▶ **STORED ROWS**
○ ○ ○ ○ ○

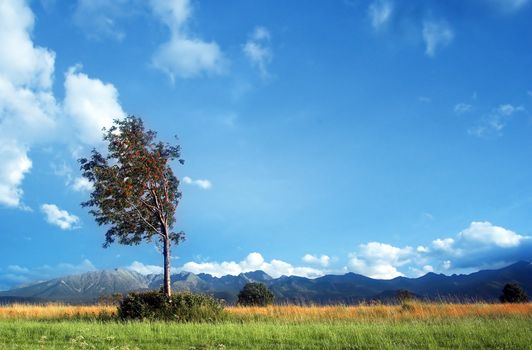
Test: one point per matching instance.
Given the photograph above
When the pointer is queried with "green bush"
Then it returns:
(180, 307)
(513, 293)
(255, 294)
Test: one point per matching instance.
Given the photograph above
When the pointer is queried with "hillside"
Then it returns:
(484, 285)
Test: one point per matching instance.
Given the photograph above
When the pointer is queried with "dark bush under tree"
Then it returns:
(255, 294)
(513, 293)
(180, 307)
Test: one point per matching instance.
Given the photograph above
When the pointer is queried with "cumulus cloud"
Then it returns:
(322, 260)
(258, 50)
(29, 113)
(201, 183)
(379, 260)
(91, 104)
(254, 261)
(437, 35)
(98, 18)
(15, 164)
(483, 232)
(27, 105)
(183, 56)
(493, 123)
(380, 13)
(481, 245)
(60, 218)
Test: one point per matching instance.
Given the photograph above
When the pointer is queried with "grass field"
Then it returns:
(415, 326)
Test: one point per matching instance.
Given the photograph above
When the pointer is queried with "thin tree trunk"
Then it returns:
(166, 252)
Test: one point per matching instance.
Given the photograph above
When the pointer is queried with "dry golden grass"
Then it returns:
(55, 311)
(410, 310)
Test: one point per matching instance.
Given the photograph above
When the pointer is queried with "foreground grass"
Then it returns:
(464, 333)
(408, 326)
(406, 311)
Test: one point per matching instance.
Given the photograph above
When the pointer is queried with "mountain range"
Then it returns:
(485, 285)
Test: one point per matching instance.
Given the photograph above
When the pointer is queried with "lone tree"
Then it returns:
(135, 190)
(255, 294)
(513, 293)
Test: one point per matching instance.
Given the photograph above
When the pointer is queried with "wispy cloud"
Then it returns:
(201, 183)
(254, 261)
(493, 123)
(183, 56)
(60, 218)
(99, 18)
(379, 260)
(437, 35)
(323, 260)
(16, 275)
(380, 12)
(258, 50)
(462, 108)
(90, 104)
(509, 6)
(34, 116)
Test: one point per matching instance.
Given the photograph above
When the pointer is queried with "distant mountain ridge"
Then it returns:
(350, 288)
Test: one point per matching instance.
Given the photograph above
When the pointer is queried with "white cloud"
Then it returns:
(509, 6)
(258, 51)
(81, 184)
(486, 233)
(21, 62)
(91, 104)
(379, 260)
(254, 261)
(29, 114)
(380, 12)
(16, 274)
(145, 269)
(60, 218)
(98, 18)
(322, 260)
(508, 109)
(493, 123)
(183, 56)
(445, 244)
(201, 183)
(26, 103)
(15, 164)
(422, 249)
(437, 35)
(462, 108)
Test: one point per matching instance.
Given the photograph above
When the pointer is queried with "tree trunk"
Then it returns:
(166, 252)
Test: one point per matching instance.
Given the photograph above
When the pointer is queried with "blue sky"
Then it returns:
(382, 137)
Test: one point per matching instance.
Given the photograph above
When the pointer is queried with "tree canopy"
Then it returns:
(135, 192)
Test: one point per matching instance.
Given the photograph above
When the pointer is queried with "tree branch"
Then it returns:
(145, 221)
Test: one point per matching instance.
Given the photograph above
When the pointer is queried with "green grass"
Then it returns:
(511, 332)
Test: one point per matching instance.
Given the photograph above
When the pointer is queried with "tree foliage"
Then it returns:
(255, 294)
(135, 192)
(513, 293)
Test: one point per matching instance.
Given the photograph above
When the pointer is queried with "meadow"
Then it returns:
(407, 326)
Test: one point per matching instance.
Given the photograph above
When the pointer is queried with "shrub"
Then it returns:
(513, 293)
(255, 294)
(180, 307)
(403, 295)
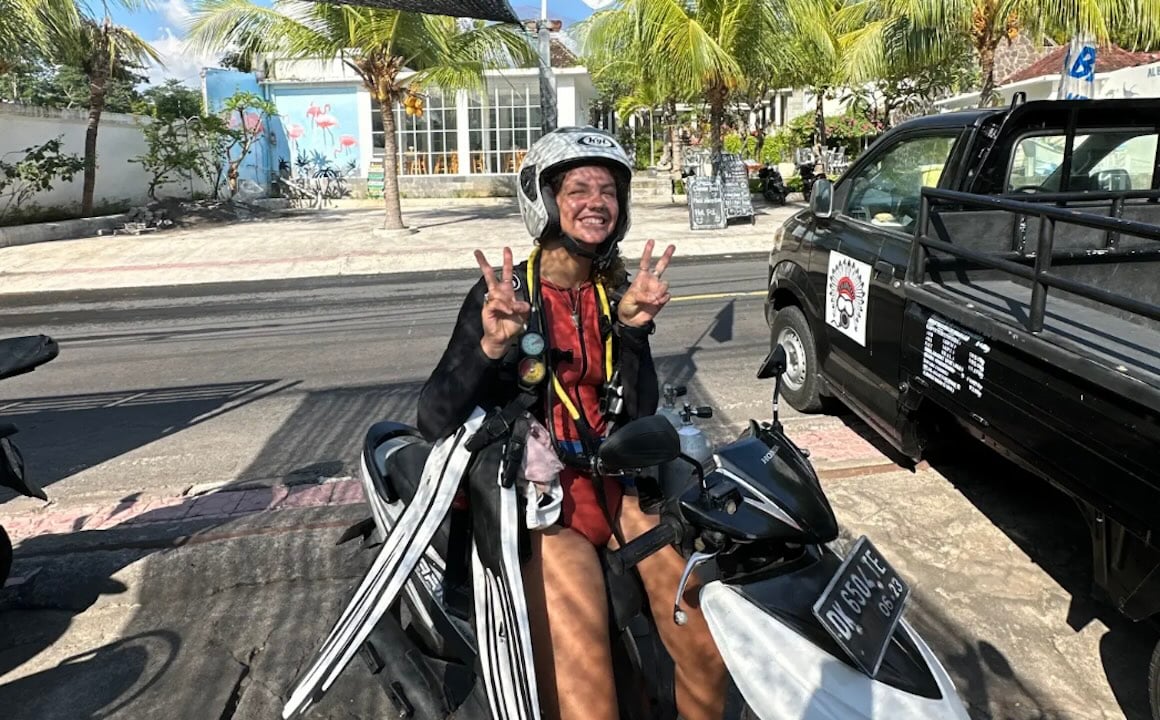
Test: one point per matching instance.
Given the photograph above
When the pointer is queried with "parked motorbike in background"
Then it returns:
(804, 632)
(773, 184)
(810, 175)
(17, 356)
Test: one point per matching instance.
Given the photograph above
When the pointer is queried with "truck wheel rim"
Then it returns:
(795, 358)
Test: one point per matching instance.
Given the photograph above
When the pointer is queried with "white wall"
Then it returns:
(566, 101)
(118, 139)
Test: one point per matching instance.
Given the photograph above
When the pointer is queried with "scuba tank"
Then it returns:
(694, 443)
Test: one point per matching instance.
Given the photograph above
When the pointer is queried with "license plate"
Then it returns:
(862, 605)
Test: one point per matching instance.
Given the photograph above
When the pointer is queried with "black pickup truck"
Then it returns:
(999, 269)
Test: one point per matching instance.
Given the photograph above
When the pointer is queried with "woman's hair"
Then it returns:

○ ○ ○ ○ ○

▶ **WRITTEN INSTRUCTION**
With the pictures omitted, reproduce the records in full and exactly.

▶ **IN RESPONSE**
Test: one point per matching instance.
Given the photograph above
When the pointer is queried with "green bush"
Then it returns:
(180, 307)
(513, 293)
(255, 294)
Test: one point per matching instance.
Given the photograph above
When the pointer is queried with "hillside"
Then it returns:
(484, 285)
Test: one point per matching instance.
Given the photograph above
When the pointer is queried with "dark bush under tree"
Then it returns:
(255, 294)
(513, 293)
(180, 307)
Test: one point per matching instance.
Given the photograph above
When the pointer is queried with "cumulus cloud"
Then it returns:
(322, 260)
(258, 50)
(29, 113)
(201, 183)
(379, 260)
(91, 104)
(254, 261)
(437, 35)
(98, 18)
(15, 164)
(483, 232)
(27, 105)
(183, 56)
(493, 123)
(380, 13)
(481, 245)
(60, 218)
Test: one point per matching instance.
Given the photograph above
When the pointer is queried with "grass field"
Then it returns:
(415, 326)
Test: one point per matching instance.
Given the photograph above
When the pointer is queried with "thin tree trunk"
Then it returns:
(166, 252)
Test: one point per matching instance.
Given the photograph above
When the pointer is queried with "dry golden grass"
Then it returns:
(55, 311)
(410, 310)
Test: one point per matching instance.
Given the photograph above
When the pointer is queried with "foreground grass"
Then it returns:
(464, 333)
(408, 326)
(406, 311)
Test: one point per matching instance.
Given the photograph above
When the pointer is queried with "mountain range"
Then it returns:
(485, 285)
Test: one point per matching instance.
Given the photograph above
When the pointer is queried with "lone tree"
Then it returns:
(135, 190)
(255, 294)
(513, 293)
Test: one point per matching instance.
Given the photograph above
When the pointer is queried with "wispy cloud"
Then it returns:
(201, 183)
(254, 261)
(493, 123)
(183, 56)
(60, 218)
(99, 18)
(379, 260)
(437, 35)
(323, 260)
(16, 275)
(380, 12)
(258, 50)
(462, 108)
(90, 104)
(509, 6)
(34, 116)
Test: one point per matching instance.
Given the photograph above
When the pointer is queried with "distant mountain ridge"
Then it returns:
(350, 288)
Test: one point per matching instance.
Given the photograph above
When the pointer is queried with "white cloud"
Then it returns:
(509, 6)
(258, 51)
(81, 184)
(486, 233)
(21, 62)
(91, 104)
(379, 260)
(254, 261)
(29, 114)
(380, 12)
(16, 274)
(145, 269)
(60, 218)
(98, 18)
(322, 260)
(508, 109)
(493, 123)
(183, 56)
(445, 244)
(201, 183)
(26, 103)
(15, 164)
(422, 249)
(437, 35)
(462, 108)
Test: one point per matching instance.
Given the photograph above
When the pointer is queried with "tree trunk"
Then it returns:
(166, 252)
Test: one point per matching instance.
Given the photograph above
When the pointer is queried with "blue sky"
Then it returns:
(382, 137)
Test: one point per matching instance.
Given the photograph above
When the pointer is queried with "tree canopy"
Then it returns:
(135, 192)
Test: one point per matching instance.
Given the photograph above
When the pointer is queried with "tree branch"
Then it returns:
(145, 221)
Test: one point per matching instance.
Given the photograph above
When the pointer is queried with "green grass"
Then it returns:
(511, 332)
Test: one point per matching instance.
Given the photograph above
When the pointer is queried with "tree foliage"
Then it returns:
(255, 294)
(135, 192)
(513, 293)
Test: one point per matching instance.
Given the photograph above
When the pointer is queried with "meadow"
Then it returns:
(407, 326)
Test: one point per matching instance.
Given the photograph above
When the pointer is queried with "shrub"
Then it returns:
(513, 293)
(255, 294)
(180, 307)
(403, 295)
Test: one point per matching instance.
Given the photograph above
When the pointer is queried with "parked motorbike in background"
Then it returns:
(804, 632)
(773, 184)
(810, 175)
(17, 356)
Test: one point per matching instance.
Given the photograph above
When the pointer is queried with "truck wheel rim"
Then it returns:
(795, 358)
Test: one point per matching instance.
Given the photograph above
When the pointer is queried with "white wall"
Then it returns:
(566, 101)
(118, 139)
Test: one point per matching instance.
Given the photograph above
When the pointer is queried with "scuba tank"
Then it returns:
(694, 443)
Test: one point per matching instance.
Given the photograph above
When the pointer is queried with "license plate"
Then it returns:
(862, 605)
Test: one point per matching instance.
Given the photograph above
When the pointer is queried with "black pickup truck"
Then it returns:
(999, 269)
Test: one point per matching instance.
Given the photograph above
When the pointer is queried with "woman's hair"
Then it returns:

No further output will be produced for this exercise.